REQUIRED TASK A:
Render the dataset rows as a JSON list of strings, one string per line and blank lines omitted. Begin at the line that contains "Mark every instance of the distant shoreline" and stop after the final line of the rows.

Starting point: A differential backup captures all changes from the last full backup (the 'differential base').

Both scenarios below start by creating the baseline database and taking a full (not copy only) backup of it.

Scenario 1 - Continuing differentials

  • Restore the baseline
  • Restore the latest differential for customer X (if any)
  • Make changes for customer X
  • Perform a new differential backup for customer X

You need to keep the full baseline and the latest differential for each customer in this scenario.

Scenario 2 - Separate full backups

  • Restore the latest full backup for customer X (or the baseline if a new customer)
  • Make changes for customer X
  • Perform a new full backup for customer X

You need to keep the baseline (for new customers) and the latest full backup for each customer in this scenario.


In scenario 1, the size of the differentials will grow larger over time, but never larger than the size of the current database for each customer.

Restoring for each customer requires two steps: baseline, then customer-specific single latest differential. Previous differentials can be discarded if necessary.

Scenario 2 will require more storage space than scenario 1, as each customer gets a full copy of their current database.

Restoring for each customer is a simple one-step process. Previous per-customer full backups may be discarded.


As usr mentioned in a comment, one drawback to either set up is it makes it more difficult to apply a change to all customers.

As always, a known good current database validated by DBCC CHECKDB with the appropriate options is needed, and the only valid backup is one you have tested to restore successfully (and pass the checkdb tests). It may be a good idea to keep the historical backups, at least for a time, in a case a customer ever wants to revert.

(Dataset items)

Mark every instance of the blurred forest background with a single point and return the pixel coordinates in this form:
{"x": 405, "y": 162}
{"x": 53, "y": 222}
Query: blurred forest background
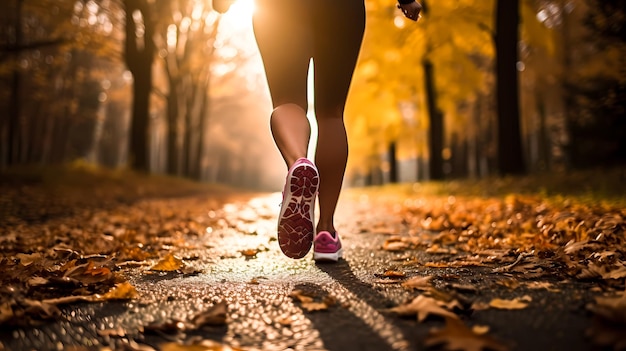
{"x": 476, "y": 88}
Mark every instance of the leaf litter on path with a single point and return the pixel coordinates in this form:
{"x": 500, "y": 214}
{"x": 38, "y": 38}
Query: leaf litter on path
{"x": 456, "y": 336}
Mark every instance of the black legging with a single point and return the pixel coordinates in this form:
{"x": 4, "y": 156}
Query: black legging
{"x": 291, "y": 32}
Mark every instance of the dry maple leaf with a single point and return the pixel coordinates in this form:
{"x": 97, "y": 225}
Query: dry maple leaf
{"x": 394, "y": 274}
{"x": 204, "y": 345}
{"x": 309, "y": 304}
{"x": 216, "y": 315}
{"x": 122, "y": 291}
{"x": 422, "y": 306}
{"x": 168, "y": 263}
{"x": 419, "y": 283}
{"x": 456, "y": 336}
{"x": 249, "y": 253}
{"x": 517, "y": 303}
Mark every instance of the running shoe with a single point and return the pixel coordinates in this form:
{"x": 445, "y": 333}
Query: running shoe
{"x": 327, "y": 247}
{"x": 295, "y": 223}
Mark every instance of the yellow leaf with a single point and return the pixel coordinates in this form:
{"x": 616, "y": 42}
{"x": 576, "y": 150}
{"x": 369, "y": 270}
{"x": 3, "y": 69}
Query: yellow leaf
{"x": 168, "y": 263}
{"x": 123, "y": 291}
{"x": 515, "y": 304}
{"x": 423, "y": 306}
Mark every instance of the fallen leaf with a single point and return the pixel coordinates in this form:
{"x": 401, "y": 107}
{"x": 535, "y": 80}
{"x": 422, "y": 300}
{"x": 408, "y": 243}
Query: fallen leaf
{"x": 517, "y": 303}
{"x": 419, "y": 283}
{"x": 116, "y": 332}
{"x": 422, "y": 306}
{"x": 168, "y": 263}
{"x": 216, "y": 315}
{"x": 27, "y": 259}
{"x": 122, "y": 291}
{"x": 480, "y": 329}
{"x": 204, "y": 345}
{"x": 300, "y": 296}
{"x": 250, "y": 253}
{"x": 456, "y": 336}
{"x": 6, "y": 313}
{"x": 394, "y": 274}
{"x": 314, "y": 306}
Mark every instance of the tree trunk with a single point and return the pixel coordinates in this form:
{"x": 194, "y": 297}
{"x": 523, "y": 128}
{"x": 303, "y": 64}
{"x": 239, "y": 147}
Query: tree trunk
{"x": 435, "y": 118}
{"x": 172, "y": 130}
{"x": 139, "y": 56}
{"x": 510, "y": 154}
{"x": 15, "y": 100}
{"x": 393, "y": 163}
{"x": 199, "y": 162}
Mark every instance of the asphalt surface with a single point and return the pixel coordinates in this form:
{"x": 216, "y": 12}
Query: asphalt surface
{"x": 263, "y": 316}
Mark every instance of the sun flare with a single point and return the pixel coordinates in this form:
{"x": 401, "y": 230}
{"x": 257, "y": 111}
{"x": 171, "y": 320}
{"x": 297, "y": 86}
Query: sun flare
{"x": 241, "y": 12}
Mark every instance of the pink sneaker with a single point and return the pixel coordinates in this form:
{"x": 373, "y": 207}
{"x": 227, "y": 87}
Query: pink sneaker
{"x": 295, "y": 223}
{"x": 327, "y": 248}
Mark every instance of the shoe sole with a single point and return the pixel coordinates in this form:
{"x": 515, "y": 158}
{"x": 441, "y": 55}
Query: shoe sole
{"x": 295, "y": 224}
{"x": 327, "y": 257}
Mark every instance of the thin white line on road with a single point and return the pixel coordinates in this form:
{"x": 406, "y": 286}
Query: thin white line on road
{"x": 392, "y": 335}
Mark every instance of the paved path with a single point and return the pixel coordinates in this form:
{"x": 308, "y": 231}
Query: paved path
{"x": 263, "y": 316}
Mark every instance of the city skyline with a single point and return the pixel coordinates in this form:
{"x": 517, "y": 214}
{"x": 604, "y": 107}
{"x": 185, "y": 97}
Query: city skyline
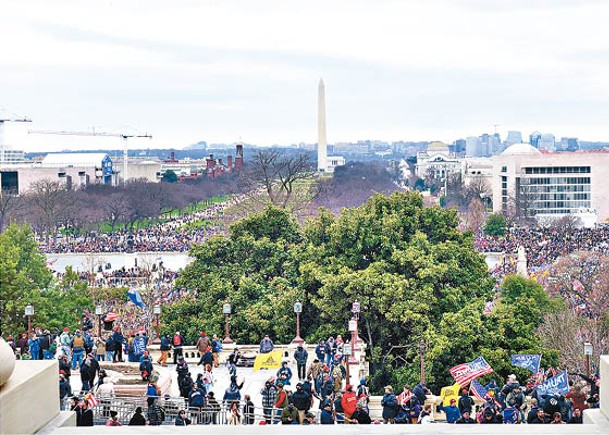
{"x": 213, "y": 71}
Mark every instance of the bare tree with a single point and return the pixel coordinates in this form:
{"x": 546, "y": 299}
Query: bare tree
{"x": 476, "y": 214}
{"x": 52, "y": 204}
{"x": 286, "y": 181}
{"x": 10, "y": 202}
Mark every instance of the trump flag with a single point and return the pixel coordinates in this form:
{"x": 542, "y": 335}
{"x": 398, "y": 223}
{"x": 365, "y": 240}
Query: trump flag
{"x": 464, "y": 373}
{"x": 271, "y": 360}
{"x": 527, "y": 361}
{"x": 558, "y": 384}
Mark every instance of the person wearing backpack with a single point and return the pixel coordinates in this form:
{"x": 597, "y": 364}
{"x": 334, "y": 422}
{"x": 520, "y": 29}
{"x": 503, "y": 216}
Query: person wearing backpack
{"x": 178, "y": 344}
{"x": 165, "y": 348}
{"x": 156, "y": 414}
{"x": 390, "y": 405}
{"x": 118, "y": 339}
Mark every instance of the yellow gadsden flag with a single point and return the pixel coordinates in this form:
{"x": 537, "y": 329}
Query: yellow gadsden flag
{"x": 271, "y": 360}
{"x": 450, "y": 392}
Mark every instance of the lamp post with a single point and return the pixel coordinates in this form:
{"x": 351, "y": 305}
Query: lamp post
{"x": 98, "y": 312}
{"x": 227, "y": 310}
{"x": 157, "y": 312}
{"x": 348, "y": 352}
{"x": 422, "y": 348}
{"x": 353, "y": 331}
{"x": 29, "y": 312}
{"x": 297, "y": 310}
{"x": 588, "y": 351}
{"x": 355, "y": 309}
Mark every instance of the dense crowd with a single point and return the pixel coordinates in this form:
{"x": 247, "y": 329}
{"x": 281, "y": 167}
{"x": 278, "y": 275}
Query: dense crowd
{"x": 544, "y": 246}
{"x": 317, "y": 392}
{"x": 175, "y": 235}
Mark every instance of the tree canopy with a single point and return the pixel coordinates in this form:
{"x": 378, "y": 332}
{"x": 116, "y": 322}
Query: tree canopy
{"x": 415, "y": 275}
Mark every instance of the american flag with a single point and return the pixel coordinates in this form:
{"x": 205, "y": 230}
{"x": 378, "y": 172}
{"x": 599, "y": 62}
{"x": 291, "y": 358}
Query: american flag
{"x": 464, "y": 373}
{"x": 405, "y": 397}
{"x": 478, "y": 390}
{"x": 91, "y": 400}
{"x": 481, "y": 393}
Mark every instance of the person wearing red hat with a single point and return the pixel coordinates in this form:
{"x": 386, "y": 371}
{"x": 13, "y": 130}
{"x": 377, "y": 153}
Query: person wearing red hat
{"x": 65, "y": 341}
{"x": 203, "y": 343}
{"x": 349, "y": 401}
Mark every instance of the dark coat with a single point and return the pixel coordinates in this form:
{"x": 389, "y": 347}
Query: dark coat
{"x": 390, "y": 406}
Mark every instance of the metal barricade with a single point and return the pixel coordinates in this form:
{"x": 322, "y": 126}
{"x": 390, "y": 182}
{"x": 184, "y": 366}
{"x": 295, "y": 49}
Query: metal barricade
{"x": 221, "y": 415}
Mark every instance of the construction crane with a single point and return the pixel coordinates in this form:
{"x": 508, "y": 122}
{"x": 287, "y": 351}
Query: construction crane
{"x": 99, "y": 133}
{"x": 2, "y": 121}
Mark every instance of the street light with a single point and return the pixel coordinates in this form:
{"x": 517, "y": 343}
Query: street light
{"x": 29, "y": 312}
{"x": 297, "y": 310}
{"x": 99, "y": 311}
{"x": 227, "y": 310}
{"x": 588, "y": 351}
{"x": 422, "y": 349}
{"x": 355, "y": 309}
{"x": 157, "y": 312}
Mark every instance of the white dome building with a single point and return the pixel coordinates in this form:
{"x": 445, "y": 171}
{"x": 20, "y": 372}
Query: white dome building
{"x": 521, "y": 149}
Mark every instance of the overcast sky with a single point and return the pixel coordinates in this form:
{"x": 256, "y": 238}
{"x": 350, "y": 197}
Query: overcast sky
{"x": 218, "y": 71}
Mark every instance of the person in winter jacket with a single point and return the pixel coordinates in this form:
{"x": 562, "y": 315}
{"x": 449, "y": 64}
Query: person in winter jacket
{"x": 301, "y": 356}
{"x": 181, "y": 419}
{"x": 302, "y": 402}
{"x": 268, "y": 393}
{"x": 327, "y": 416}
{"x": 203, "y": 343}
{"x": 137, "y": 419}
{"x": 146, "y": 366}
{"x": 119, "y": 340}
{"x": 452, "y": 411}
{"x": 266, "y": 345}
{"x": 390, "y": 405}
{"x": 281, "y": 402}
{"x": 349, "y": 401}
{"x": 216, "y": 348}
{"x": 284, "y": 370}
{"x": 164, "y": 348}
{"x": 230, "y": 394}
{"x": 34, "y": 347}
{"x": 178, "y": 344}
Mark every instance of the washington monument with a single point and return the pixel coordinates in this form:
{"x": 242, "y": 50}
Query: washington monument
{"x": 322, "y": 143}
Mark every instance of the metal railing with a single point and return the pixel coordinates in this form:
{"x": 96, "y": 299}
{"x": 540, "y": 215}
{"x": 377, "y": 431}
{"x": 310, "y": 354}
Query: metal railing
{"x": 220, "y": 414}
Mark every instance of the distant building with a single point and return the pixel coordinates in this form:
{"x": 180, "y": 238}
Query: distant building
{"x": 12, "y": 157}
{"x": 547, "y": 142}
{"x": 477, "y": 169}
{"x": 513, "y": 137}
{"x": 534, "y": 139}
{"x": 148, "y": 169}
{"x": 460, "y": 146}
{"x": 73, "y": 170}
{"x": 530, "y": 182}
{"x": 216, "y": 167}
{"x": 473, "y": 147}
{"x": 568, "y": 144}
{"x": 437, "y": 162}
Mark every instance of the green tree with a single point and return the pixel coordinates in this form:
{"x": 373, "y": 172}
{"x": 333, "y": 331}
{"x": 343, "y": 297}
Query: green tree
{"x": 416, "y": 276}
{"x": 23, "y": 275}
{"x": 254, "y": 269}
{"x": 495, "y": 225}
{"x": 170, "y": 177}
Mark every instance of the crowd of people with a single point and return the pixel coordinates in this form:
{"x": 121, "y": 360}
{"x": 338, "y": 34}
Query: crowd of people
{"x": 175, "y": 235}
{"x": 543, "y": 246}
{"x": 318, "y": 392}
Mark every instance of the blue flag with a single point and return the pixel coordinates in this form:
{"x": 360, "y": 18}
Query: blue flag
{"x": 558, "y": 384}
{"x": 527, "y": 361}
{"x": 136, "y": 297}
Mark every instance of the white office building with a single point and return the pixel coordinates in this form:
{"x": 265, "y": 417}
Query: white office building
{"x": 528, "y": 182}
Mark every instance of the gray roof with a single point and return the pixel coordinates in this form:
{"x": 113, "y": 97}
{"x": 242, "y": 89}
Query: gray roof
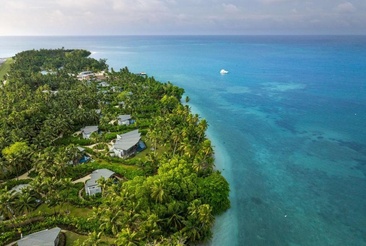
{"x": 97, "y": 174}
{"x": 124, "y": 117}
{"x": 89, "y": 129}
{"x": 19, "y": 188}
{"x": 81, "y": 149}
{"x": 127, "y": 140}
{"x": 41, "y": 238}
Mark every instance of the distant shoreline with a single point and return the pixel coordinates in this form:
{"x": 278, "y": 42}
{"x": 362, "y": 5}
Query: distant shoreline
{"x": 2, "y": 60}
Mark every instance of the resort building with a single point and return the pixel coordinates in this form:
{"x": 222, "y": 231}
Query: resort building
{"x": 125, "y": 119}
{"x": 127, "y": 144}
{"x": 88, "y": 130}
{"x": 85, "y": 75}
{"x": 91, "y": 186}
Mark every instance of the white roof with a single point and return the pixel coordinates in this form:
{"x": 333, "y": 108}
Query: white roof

REQUIRED TASK B:
Reproduce the entire text on backup scenarios word for word.

SOLUTION A:
[
  "Mark every instance of the distant shoreline with a single point and return the pixel coordinates in this form:",
  "{\"x\": 278, \"y\": 42}",
  "{\"x\": 362, \"y\": 5}",
  "Query: distant shoreline",
  "{\"x\": 2, \"y\": 60}",
  "Mark every instance of the resort building with a single point and return the pixel coordinates in this form:",
  "{\"x\": 222, \"y\": 231}",
  "Query: resort building",
  "{\"x\": 125, \"y\": 119}",
  "{\"x\": 127, \"y\": 144}",
  "{\"x\": 88, \"y\": 130}",
  "{\"x\": 85, \"y\": 75}",
  "{\"x\": 91, \"y\": 186}",
  "Mark every instance of the white roof with a single point and return the pixel coordinates in this form:",
  "{\"x\": 333, \"y\": 108}",
  "Query: white roof"
]

SOLUTION B:
Starting point: A differential backup captures all changes from the last full backup (the 'differential base').

Both scenarios below start by creating the baseline database and taking a full (not copy only) backup of it.

Scenario 1 - Continuing differentials

  • Restore the baseline
  • Restore the latest differential for customer X (if any)
  • Make changes for customer X
  • Perform a new differential backup for customer X

You need to keep the full baseline and the latest differential for each customer in this scenario.

Scenario 2 - Separate full backups

  • Restore the latest full backup for customer X (or the baseline if a new customer)
  • Make changes for customer X
  • Perform a new full backup for customer X

You need to keep the baseline (for new customers) and the latest full backup for each customer in this scenario.


In scenario 1, the size of the differentials will grow larger over time, but never larger than the size of the current database for each customer.

Restoring for each customer requires two steps: baseline, then customer-specific single latest differential. Previous differentials can be discarded if necessary.

Scenario 2 will require more storage space than scenario 1, as each customer gets a full copy of their current database.

Restoring for each customer is a simple one-step process. Previous per-customer full backups may be discarded.


As usr mentioned in a comment, one drawback to either set up is it makes it more difficult to apply a change to all customers.

As always, a known good current database validated by DBCC CHECKDB with the appropriate options is needed, and the only valid backup is one you have tested to restore successfully (and pass the checkdb tests). It may be a good idea to keep the historical backups, at least for a time, in a case a customer ever wants to revert.